--- start Raw records ---

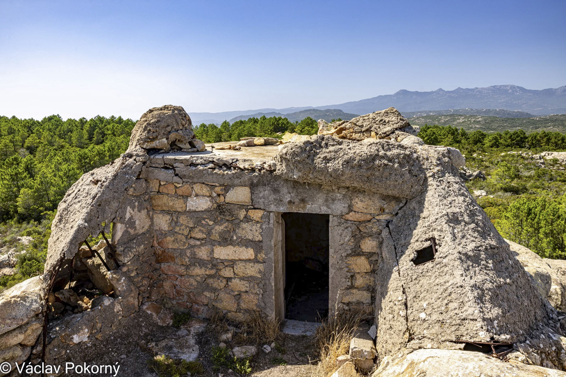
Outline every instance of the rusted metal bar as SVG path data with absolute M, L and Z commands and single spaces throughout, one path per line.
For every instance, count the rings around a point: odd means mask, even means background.
M 495 356 L 496 357 L 499 357 L 500 358 L 502 356 L 505 356 L 508 353 L 510 353 L 511 351 L 513 350 L 514 350 L 513 349 L 511 348 L 511 349 L 508 349 L 507 351 L 503 351 L 503 352 L 500 352 L 499 353 L 496 353 Z
M 63 254 L 59 258 L 59 261 L 57 262 L 55 268 L 54 270 L 52 270 L 52 275 L 51 278 L 49 279 L 49 285 L 48 285 L 47 293 L 45 294 L 45 314 L 43 317 L 43 348 L 41 349 L 41 362 L 45 362 L 45 345 L 47 343 L 47 325 L 49 322 L 49 311 L 48 310 L 47 305 L 49 302 L 49 294 L 51 291 L 53 289 L 53 285 L 55 285 L 55 280 L 57 278 L 57 275 L 59 274 L 59 272 L 61 270 L 61 268 L 63 267 L 63 262 L 65 260 L 65 254 Z
M 108 239 L 106 237 L 106 235 L 104 234 L 104 231 L 100 231 L 100 234 L 102 235 L 102 238 L 104 239 L 104 241 L 106 241 L 106 245 L 108 245 L 108 248 L 110 249 L 110 253 L 106 253 L 106 255 L 116 263 L 116 268 L 120 268 L 120 264 L 118 263 L 118 260 L 116 259 L 116 250 L 114 250 L 114 246 L 112 246 L 112 244 L 110 243 L 108 241 Z
M 84 244 L 86 245 L 87 247 L 88 248 L 88 249 L 91 250 L 91 253 L 96 254 L 96 256 L 98 257 L 98 259 L 100 259 L 100 261 L 102 262 L 102 265 L 104 265 L 104 267 L 106 267 L 106 270 L 110 271 L 110 267 L 108 267 L 108 265 L 106 264 L 106 262 L 104 261 L 104 259 L 102 259 L 102 257 L 100 256 L 100 254 L 98 254 L 98 251 L 91 248 L 91 245 L 88 244 L 88 242 L 86 240 L 84 240 Z
M 432 245 L 432 255 L 436 256 L 436 239 L 434 237 L 430 237 L 430 243 Z
M 490 345 L 511 345 L 512 343 L 494 343 L 491 341 L 456 341 L 456 343 L 471 343 L 472 344 L 488 344 Z

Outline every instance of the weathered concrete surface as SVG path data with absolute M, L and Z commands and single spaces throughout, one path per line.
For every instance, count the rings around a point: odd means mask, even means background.
M 46 278 L 28 279 L 0 293 L 0 335 L 24 324 L 43 310 Z
M 550 266 L 552 271 L 550 274 L 552 285 L 548 292 L 548 301 L 556 309 L 566 311 L 566 261 L 546 258 L 542 260 Z
M 566 291 L 565 291 L 563 261 L 543 259 L 528 248 L 509 240 L 511 252 L 521 262 L 531 278 L 533 284 L 543 297 L 559 310 L 566 310 Z M 553 268 L 554 267 L 554 268 Z
M 406 356 L 388 356 L 371 377 L 564 377 L 566 373 L 514 359 L 501 361 L 479 352 L 419 349 Z
M 192 123 L 185 109 L 167 105 L 146 111 L 132 130 L 128 150 L 137 146 L 145 149 L 169 150 L 171 146 L 204 150 L 204 144 L 195 139 Z M 195 141 L 196 140 L 196 141 Z
M 425 172 L 416 151 L 388 140 L 358 143 L 318 136 L 289 143 L 275 157 L 276 174 L 295 181 L 414 198 Z
M 45 272 L 62 254 L 71 259 L 88 236 L 97 236 L 103 222 L 110 224 L 122 206 L 147 155 L 125 154 L 108 165 L 85 173 L 67 190 L 52 224 Z M 108 229 L 106 229 L 108 232 Z
M 327 123 L 319 120 L 319 135 L 361 141 L 367 138 L 393 138 L 401 141 L 416 132 L 409 122 L 393 107 L 360 115 L 350 120 Z
M 559 331 L 557 317 L 549 318 L 548 308 L 471 198 L 450 154 L 439 147 L 418 149 L 426 190 L 408 201 L 382 235 L 384 255 L 378 271 L 389 273 L 376 276 L 380 357 L 404 346 L 514 343 L 549 321 L 555 333 Z M 417 251 L 430 246 L 431 237 L 437 244 L 435 259 L 415 266 Z M 558 341 L 555 346 L 562 346 Z

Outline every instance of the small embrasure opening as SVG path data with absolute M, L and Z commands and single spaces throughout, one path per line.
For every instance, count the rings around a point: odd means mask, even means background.
M 285 318 L 328 315 L 329 216 L 289 212 L 285 222 Z
M 432 237 L 430 239 L 430 246 L 417 250 L 417 256 L 413 259 L 415 266 L 426 263 L 434 259 L 436 255 L 436 241 Z

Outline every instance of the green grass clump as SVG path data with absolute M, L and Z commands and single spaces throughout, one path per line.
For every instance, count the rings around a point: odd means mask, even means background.
M 271 363 L 273 365 L 286 365 L 287 361 L 282 357 L 274 357 L 271 359 Z
M 156 356 L 147 363 L 149 369 L 159 377 L 181 377 L 188 374 L 192 376 L 204 372 L 203 365 L 198 361 L 171 359 L 165 355 Z
M 191 320 L 191 315 L 188 313 L 178 313 L 173 315 L 173 327 L 181 327 Z
M 230 354 L 228 348 L 212 347 L 212 365 L 215 370 L 231 369 L 236 373 L 247 376 L 251 373 L 251 357 L 239 359 Z

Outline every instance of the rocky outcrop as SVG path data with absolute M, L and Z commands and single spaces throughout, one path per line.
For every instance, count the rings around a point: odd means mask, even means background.
M 327 123 L 319 120 L 319 135 L 361 141 L 366 138 L 402 141 L 417 132 L 409 122 L 393 107 L 361 115 L 350 120 Z
M 275 157 L 276 174 L 291 180 L 413 198 L 424 191 L 426 176 L 415 152 L 388 140 L 358 143 L 319 135 L 283 146 Z
M 195 138 L 191 118 L 181 106 L 168 105 L 146 111 L 132 130 L 128 150 L 137 146 L 162 151 L 202 151 L 204 143 Z
M 59 205 L 46 273 L 62 260 L 63 283 L 98 276 L 106 295 L 55 318 L 48 355 L 110 333 L 140 307 L 162 324 L 173 310 L 282 317 L 281 213 L 298 212 L 328 216 L 332 307 L 372 309 L 377 362 L 498 342 L 512 345 L 513 359 L 566 369 L 566 323 L 546 300 L 548 281 L 531 279 L 471 197 L 460 151 L 424 145 L 413 132 L 389 109 L 321 123 L 320 135 L 280 149 L 199 153 L 182 108 L 151 109 L 128 151 L 84 175 Z M 105 270 L 79 247 L 110 224 L 115 263 Z M 55 297 L 72 304 L 66 293 Z M 194 354 L 180 348 L 187 336 L 161 346 Z M 354 364 L 371 367 L 374 355 L 361 354 Z
M 541 296 L 556 309 L 566 311 L 566 261 L 542 258 L 524 246 L 505 241 Z
M 46 278 L 32 278 L 0 293 L 0 363 L 14 367 L 31 353 L 43 328 Z

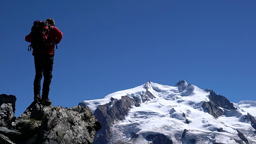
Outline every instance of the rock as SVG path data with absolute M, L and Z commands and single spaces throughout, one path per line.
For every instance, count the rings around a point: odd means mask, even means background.
M 182 133 L 182 134 L 181 136 L 182 138 L 185 138 L 185 136 L 186 135 L 186 133 L 188 132 L 188 131 L 186 129 L 184 129 L 184 131 L 183 131 L 183 133 Z
M 12 108 L 12 111 L 15 111 L 15 103 L 16 102 L 16 97 L 12 95 L 9 96 L 5 94 L 0 94 L 0 106 L 2 104 L 11 104 Z
M 14 116 L 16 102 L 15 96 L 0 95 L 0 127 L 10 125 Z
M 237 132 L 238 133 L 237 134 L 237 135 L 238 136 L 239 138 L 241 138 L 241 140 L 242 140 L 246 144 L 250 144 L 250 143 L 249 143 L 249 141 L 248 141 L 248 140 L 247 140 L 245 138 L 245 137 L 244 137 L 244 134 L 243 134 L 242 132 L 241 132 L 238 130 L 236 130 L 236 131 L 237 131 Z
M 115 142 L 114 144 L 132 144 L 127 142 L 123 142 L 120 141 L 116 141 Z
M 54 107 L 34 102 L 12 126 L 23 135 L 23 139 L 13 141 L 17 144 L 92 144 L 101 128 L 88 108 Z
M 210 100 L 208 102 L 204 102 L 202 105 L 204 112 L 208 112 L 215 118 L 222 115 L 224 112 L 217 104 Z
M 0 134 L 8 137 L 14 142 L 15 142 L 16 140 L 22 138 L 24 136 L 21 132 L 4 127 L 0 127 Z
M 256 130 L 256 120 L 249 113 L 247 114 L 247 115 L 245 115 L 244 116 L 245 119 L 247 119 L 248 120 L 251 121 L 251 125 L 252 127 Z
M 205 91 L 210 92 L 208 96 L 209 99 L 218 106 L 228 110 L 236 109 L 234 106 L 233 104 L 224 96 L 216 94 L 212 90 L 205 90 Z
M 0 144 L 15 144 L 9 139 L 8 137 L 0 134 Z
M 102 126 L 95 136 L 94 144 L 108 143 L 110 140 L 111 125 L 116 120 L 124 119 L 132 106 L 134 105 L 134 99 L 127 96 L 122 96 L 120 100 L 112 98 L 111 100 L 108 104 L 99 106 L 94 112 Z
M 153 144 L 172 144 L 172 140 L 170 138 L 163 134 L 150 134 L 146 137 L 146 138 L 150 140 Z

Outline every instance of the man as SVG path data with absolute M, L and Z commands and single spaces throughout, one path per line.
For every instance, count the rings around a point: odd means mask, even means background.
M 58 44 L 60 42 L 63 34 L 59 29 L 55 27 L 55 22 L 52 18 L 48 18 L 46 20 L 50 25 L 49 34 L 49 44 L 55 43 Z M 26 41 L 31 42 L 31 33 L 25 38 Z M 50 105 L 52 101 L 49 99 L 50 86 L 52 81 L 53 57 L 54 55 L 54 44 L 50 45 L 46 50 L 37 52 L 33 50 L 32 55 L 34 56 L 36 76 L 34 82 L 34 101 L 40 102 L 42 104 Z M 44 83 L 41 98 L 41 80 L 44 76 Z

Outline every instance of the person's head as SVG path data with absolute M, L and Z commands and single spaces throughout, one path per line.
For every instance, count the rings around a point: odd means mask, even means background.
M 55 24 L 55 22 L 54 22 L 54 20 L 53 20 L 52 18 L 47 18 L 46 21 L 47 22 L 49 22 L 49 24 L 50 24 L 52 26 L 54 26 L 54 25 Z

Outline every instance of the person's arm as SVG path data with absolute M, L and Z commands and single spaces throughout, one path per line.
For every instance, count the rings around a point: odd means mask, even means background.
M 58 44 L 60 42 L 61 39 L 63 37 L 63 34 L 61 32 L 59 29 L 57 28 L 54 27 L 54 36 L 56 38 L 56 44 Z
M 30 34 L 28 34 L 25 37 L 25 40 L 29 42 L 31 42 L 31 35 Z

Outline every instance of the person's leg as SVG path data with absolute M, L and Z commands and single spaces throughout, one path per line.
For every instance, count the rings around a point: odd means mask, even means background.
M 50 104 L 52 101 L 48 98 L 50 87 L 52 78 L 52 68 L 53 67 L 53 57 L 50 55 L 45 55 L 44 58 L 43 74 L 44 83 L 42 92 L 42 100 L 44 104 Z
M 41 97 L 41 80 L 42 77 L 43 67 L 42 58 L 39 55 L 34 56 L 36 75 L 34 81 L 34 101 L 36 102 L 40 101 Z

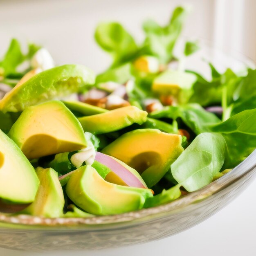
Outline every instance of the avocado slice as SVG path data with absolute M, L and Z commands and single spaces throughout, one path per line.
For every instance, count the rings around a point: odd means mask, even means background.
M 65 200 L 58 173 L 52 168 L 38 167 L 36 171 L 40 184 L 35 201 L 20 213 L 47 218 L 61 217 Z
M 106 181 L 90 166 L 76 170 L 66 186 L 69 198 L 93 214 L 115 214 L 141 209 L 146 199 L 153 196 L 147 189 L 113 184 Z
M 182 103 L 186 102 L 191 96 L 197 79 L 195 75 L 191 73 L 168 70 L 155 79 L 152 90 L 159 94 L 173 95 Z
M 0 130 L 0 198 L 25 204 L 34 200 L 39 181 L 18 147 Z
M 27 108 L 8 135 L 29 159 L 79 150 L 87 146 L 78 120 L 58 101 Z
M 135 123 L 141 124 L 146 121 L 147 115 L 136 107 L 128 106 L 78 120 L 85 131 L 101 134 L 118 130 Z
M 22 111 L 27 107 L 84 90 L 94 82 L 93 72 L 83 66 L 54 67 L 15 86 L 0 101 L 0 110 L 4 112 Z
M 73 113 L 79 112 L 83 116 L 91 116 L 108 111 L 106 109 L 80 101 L 63 101 L 63 102 Z
M 149 188 L 158 182 L 181 154 L 180 135 L 154 129 L 135 130 L 123 134 L 102 150 L 140 173 Z

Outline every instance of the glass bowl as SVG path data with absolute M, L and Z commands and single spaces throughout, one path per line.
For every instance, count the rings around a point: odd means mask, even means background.
M 204 45 L 187 68 L 207 76 L 202 57 L 220 71 L 244 72 L 253 62 Z M 193 65 L 192 65 L 192 63 Z M 193 68 L 191 68 L 192 67 Z M 43 218 L 0 213 L 0 247 L 42 250 L 111 248 L 157 240 L 187 229 L 227 205 L 256 176 L 256 150 L 229 173 L 172 202 L 126 213 L 92 218 Z

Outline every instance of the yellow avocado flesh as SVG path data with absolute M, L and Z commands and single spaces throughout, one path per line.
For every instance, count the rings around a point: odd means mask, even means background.
M 29 159 L 79 150 L 87 145 L 78 120 L 58 101 L 26 108 L 8 135 Z
M 167 70 L 155 79 L 152 90 L 161 94 L 176 95 L 181 90 L 191 89 L 196 79 L 193 74 Z
M 69 198 L 86 211 L 103 215 L 121 213 L 142 208 L 152 191 L 108 182 L 92 166 L 85 166 L 72 174 L 66 187 Z
M 30 203 L 39 183 L 28 160 L 0 130 L 0 198 L 15 203 Z
M 62 216 L 65 200 L 58 173 L 52 168 L 39 167 L 36 171 L 40 184 L 35 201 L 22 213 L 48 218 Z
M 146 121 L 147 115 L 136 107 L 129 106 L 78 120 L 85 131 L 101 134 L 120 130 L 135 123 L 141 124 Z
M 156 184 L 184 149 L 180 135 L 144 129 L 125 133 L 102 150 L 135 169 L 149 188 Z
M 135 61 L 133 65 L 141 72 L 156 73 L 159 70 L 159 61 L 153 56 L 141 56 Z

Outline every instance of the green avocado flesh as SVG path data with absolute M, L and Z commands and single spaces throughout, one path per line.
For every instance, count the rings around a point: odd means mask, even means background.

--- end Raw records ---

■ What you are asked to do ■
Transcribe, without any changes, the lines from the one containing "Outline every instance of the person's head" up to and including the one containing "M 41 97 L 41".

■ Written response ■
Outline every instance of the person's head as SVG path data with absolute M, L and Z commands and single spaces throughout, one path per line.
For every instance, count the rings around a point: odd means mask, even means background.
M 55 24 L 55 22 L 54 22 L 54 20 L 53 20 L 52 18 L 47 18 L 46 21 L 47 22 L 49 22 L 49 24 L 50 24 L 52 26 L 54 26 L 54 25 Z

Outline every instance of the person's arm as SVG path data with absolute M, L and Z commands and single spaces throughout, one path per line.
For every instance, count the rings around a point: odd means mask, even means background.
M 58 44 L 60 42 L 61 39 L 63 37 L 63 34 L 61 32 L 59 29 L 57 28 L 54 27 L 54 36 L 56 38 L 56 44 Z
M 30 34 L 28 34 L 25 37 L 25 40 L 29 42 L 31 42 L 31 35 Z

Outline every instance of the person's leg as SVG path data with absolute M, L and Z commands and single spaces throughout, one path per line.
For every instance, count the rings around a point: odd means mask, even means background.
M 50 104 L 52 101 L 48 98 L 50 87 L 52 78 L 52 68 L 53 67 L 53 57 L 50 55 L 45 55 L 44 58 L 43 74 L 44 83 L 42 92 L 42 100 L 44 104 Z
M 41 97 L 41 80 L 42 77 L 43 67 L 42 58 L 39 55 L 34 56 L 36 75 L 34 81 L 34 101 L 36 102 L 40 101 Z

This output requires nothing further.